Milchkuhhaltung 4.0

Referent: Dipl.-ing. agr. Uwe Mohr

Die Sammlung, Überwachung und Analyse von Gesundheitsdaten aus dem Rinderstall verspricht in Zukunft durch die Vernetzung von Sensoren rund um die Kuh sowie der Datenanalyse durch Expertensystemen mit Künstlicher Intelligenz einen Innovationsschub in der tierärztlichen Betreuung.

Wie werden sich die zukünftigen Arbeitsbedingungen im Milchviehstall 4.0 gestalten?

Geht der Milchviehhalter bald mit einem Tablet oder einer Datenbrille in den Bestand? Werden ihm alle notwendigen Informationen zu seinen Kühen in Echtzeit geliefert? Selektiert eine Künstliche Intelligenz die betreffenden Tiere bereits in die Behandlungsbucht und präsentiert passende Diagnose- sowie Handlungsvorschläge?

Stehen bald zukünftig alle relevanten Herdenmanagementdaten (die medizinische Vorgeschichte des Tieres, die Veränderung des Verhaltensmusters beim Fressen, Laufen und Liegen per Kuh-Navi, die Entwicklung der Körpertemperatur per Pansenbolus und die Veränderung der Wiederkauminuten innerhalb der letzten Tage sowie zahlreiche Melkdaten) mehr oder weniger in Echtzeit als Grundlage des weiteren Handelns zur Verfügung?

□ □ □

> **ZU ERLEDIGEN**:
**A.** Nenne alle Herdenmanagementdaten, die der Text zur Milchkuhhaltung 4.0 in der Klammer aufzählt.
**B.** Führe den Text zur Milchkuhhaltung 4.0 im Anschluss an seinen letzten Satz fort.

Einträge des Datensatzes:
□ □ □

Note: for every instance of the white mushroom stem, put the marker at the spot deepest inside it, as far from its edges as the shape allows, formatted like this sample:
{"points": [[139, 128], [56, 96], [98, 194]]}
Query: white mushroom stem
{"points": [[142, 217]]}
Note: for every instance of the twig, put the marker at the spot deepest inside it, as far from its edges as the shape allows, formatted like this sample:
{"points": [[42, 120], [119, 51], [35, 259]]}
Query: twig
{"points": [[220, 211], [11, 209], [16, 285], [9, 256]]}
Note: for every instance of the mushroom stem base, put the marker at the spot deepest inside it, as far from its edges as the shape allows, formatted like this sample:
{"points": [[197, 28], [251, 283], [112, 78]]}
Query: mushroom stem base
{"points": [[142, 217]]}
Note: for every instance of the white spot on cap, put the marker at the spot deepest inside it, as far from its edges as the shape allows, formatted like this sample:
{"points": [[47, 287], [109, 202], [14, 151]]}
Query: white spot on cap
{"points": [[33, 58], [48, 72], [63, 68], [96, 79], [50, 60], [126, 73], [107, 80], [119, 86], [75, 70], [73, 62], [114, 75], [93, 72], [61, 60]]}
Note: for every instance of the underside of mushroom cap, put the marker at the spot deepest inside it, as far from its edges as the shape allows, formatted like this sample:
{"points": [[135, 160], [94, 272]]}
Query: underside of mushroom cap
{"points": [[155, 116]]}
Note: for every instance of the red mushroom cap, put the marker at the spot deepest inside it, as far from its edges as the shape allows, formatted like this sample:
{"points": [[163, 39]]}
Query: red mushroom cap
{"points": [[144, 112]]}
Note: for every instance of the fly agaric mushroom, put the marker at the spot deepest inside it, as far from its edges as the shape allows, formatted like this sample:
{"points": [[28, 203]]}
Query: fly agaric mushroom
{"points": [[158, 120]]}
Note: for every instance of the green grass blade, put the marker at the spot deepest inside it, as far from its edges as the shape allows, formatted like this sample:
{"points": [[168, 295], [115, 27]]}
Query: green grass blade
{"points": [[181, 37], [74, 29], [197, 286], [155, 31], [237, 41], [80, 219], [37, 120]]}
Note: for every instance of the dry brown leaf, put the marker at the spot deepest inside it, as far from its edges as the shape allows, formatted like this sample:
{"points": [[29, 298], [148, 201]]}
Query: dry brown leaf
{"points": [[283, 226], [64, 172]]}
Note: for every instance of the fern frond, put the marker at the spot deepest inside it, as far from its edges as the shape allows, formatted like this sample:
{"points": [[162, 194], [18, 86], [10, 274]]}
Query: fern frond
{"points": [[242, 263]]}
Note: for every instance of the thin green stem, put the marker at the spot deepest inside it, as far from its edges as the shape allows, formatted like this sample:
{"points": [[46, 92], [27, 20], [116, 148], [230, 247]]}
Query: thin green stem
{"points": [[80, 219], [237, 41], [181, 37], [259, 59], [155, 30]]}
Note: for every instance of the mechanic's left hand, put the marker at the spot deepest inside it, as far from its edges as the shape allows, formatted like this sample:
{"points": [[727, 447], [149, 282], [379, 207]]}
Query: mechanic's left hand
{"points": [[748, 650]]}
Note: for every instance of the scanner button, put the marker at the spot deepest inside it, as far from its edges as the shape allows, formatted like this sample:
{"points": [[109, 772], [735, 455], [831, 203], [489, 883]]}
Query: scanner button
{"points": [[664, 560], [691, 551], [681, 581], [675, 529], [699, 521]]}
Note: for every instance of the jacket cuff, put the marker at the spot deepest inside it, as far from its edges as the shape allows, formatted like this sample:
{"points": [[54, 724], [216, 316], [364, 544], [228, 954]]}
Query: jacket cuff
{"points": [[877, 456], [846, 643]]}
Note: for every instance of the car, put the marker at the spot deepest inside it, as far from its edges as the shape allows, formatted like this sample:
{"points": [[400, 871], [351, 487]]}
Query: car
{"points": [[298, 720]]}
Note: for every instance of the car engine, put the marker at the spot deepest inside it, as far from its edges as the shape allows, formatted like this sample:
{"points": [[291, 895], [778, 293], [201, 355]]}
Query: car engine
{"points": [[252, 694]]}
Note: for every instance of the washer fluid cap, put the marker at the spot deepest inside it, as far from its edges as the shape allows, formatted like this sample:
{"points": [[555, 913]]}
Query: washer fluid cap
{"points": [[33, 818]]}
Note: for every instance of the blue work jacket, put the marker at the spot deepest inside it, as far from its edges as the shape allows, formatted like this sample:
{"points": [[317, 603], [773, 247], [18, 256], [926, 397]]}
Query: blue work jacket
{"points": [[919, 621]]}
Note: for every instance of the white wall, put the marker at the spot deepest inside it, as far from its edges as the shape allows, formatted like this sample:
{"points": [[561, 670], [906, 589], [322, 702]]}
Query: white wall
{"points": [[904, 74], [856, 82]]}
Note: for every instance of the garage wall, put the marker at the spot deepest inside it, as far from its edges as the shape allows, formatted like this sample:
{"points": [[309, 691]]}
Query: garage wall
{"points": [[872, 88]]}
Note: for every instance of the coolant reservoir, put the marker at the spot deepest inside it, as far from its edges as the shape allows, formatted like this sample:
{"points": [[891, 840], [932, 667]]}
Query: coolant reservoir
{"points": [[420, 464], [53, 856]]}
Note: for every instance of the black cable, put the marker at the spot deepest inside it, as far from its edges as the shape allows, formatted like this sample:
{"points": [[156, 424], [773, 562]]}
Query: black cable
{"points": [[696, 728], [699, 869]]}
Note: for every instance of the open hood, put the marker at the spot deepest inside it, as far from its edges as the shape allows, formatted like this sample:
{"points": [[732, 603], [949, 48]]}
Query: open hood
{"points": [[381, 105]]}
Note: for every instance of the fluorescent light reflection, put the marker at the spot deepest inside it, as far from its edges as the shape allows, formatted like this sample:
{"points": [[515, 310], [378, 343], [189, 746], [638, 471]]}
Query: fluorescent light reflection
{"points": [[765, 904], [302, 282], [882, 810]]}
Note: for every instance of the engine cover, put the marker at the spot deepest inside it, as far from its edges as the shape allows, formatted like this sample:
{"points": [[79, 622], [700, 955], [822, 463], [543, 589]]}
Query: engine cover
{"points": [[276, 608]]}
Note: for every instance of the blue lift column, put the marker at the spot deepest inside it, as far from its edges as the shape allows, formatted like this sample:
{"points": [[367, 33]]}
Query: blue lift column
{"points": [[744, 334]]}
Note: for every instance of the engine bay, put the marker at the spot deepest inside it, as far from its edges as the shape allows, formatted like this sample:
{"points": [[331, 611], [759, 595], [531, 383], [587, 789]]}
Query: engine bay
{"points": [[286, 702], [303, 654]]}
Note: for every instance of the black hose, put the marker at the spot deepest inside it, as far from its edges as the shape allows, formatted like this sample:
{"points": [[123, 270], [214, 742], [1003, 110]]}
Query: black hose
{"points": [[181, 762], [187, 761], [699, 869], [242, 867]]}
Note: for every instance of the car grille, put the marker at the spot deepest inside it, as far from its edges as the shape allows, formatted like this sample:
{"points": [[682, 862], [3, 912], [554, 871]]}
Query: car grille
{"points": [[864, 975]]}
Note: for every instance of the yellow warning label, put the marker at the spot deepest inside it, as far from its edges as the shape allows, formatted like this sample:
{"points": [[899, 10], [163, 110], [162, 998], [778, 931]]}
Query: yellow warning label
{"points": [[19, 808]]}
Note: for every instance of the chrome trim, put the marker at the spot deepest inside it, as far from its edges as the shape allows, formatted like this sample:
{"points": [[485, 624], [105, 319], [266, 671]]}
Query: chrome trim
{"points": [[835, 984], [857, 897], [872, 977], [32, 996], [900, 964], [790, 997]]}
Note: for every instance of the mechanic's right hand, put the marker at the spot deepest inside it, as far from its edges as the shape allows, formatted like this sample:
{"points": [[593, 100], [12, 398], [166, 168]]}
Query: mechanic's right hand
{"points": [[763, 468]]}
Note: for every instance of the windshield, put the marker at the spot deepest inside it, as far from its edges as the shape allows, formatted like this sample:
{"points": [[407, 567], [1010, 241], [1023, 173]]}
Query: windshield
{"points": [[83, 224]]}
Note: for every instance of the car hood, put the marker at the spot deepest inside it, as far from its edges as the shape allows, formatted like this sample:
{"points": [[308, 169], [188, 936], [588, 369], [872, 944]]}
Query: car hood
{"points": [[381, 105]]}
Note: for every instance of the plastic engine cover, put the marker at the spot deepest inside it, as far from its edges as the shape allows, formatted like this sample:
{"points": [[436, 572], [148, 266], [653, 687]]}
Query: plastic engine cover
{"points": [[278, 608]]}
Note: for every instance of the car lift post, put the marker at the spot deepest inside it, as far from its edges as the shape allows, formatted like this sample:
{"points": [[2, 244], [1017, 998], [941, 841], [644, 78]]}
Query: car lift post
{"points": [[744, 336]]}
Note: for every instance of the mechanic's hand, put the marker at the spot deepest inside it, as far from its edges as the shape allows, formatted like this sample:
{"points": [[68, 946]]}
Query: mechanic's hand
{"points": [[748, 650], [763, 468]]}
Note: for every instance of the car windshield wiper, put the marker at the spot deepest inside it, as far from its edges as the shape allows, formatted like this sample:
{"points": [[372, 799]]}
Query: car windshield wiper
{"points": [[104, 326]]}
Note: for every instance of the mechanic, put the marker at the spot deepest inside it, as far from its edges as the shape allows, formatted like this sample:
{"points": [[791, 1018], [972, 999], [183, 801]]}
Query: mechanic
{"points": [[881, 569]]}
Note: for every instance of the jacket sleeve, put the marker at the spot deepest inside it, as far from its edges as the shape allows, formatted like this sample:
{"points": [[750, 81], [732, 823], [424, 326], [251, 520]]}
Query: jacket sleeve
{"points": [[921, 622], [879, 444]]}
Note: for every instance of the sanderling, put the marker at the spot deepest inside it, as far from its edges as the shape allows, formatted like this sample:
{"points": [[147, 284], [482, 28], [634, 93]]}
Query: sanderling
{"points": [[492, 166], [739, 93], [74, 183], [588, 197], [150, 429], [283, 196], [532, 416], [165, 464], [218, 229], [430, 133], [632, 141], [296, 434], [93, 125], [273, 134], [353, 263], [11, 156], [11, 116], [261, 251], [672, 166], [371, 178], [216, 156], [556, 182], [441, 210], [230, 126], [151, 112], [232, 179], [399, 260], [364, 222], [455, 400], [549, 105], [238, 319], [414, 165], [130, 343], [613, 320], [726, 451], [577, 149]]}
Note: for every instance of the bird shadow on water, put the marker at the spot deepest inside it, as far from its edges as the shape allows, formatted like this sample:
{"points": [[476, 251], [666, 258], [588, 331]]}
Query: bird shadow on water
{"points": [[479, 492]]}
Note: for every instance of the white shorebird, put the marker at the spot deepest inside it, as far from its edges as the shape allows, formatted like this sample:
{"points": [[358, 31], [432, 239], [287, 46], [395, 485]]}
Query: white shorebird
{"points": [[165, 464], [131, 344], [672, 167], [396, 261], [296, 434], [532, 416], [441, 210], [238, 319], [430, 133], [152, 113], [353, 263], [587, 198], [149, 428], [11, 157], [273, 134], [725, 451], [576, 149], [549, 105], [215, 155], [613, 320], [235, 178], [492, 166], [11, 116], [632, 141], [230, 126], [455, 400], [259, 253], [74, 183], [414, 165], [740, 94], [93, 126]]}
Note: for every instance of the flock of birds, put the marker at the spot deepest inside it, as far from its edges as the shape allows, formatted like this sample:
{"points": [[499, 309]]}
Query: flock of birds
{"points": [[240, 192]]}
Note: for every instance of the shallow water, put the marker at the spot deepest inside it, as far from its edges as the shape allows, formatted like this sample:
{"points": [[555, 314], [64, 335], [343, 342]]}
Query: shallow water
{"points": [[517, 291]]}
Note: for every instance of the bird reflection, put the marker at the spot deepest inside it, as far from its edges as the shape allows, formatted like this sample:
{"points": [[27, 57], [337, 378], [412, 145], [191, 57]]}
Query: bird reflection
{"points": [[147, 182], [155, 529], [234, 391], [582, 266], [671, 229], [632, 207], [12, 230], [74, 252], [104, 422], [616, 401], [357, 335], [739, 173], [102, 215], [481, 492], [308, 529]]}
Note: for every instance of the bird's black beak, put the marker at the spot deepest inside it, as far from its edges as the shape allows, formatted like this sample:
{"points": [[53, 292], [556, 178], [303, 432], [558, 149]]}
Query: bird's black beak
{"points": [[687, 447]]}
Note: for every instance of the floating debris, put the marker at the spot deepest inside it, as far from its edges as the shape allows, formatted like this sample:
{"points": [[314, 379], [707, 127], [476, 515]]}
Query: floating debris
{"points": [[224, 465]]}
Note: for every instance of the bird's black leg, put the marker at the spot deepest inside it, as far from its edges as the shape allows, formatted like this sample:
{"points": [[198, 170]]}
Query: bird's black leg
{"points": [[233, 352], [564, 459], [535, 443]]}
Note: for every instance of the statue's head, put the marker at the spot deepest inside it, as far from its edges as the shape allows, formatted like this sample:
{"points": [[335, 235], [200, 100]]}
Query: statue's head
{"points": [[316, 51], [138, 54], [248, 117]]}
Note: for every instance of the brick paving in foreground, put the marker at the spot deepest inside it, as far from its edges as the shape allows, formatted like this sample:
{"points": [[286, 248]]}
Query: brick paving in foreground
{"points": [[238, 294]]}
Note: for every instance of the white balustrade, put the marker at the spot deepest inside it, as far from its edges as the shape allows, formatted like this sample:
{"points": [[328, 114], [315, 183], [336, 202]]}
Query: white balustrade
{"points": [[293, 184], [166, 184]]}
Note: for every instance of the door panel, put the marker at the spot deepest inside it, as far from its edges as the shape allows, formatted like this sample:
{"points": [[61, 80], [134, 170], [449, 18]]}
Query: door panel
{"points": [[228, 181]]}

□ □ □

> **ERGEBNISSE**:
**A.**
- die medizinische Vorgeschichte des Tieres
- die Veränderung des Verhaltensmusters beim Fressen, Laufen und Liegen per Kuh-Navi
- die Entwicklung der Körpertemperatur per Pansenbolus
- die Veränderung der Wiederkauminuten innerhalb der letzten Tage
- zahlreiche Melkdaten

**B.**
Dies ist in Ansätzen bereits heute auf Betrieben vorzufinden.

Ausgangspunkt für den digitalen Rinderstall sind einzeltierbezogene Sensoren. Der Markt ist umfangreich und aufgrund einer Vielzahl von Anbietern unübersichtlich. Aktuell gibt es über 120 einzeltierbezogene Sensoren für Kühe. Landwirte haben die Wahl aus 35 Sensoren zur Brunster-kennung, 31 zur Milchanalyse, 29 zur Bewegungsaktivität, 19 zur Fütterung, 16 zum Erfassen der Körpertemperatur und 12 zur Überwachung der Abkalbung. Am weitesten verbreitet sind Beschleunigungs-, Temperatur- und Wiederkausensoren. Die erfassten Daten übertragen die Sensoren an Antennen und weiter an einen Computer. Softwareprogramme analysieren die Daten und bereiten diese grafisch und meistens verständlich für den Nutzer auf.

So können Rinderhalter und Tierärzte die Infos auf einer Onlineplattform abrufen oder erhalten eine Push-Nachricht aufs Handy. Unterscheiden lässt sich zwischen passiven Transpondern (keine eigene Energieversorgung, lange Lebensdauer, geringe Reichweite) und aktiven Transpondern (eigene Energieversorgung, eingeschränkte Lebensdauer, großer Reichweite und Echtzeitdaten).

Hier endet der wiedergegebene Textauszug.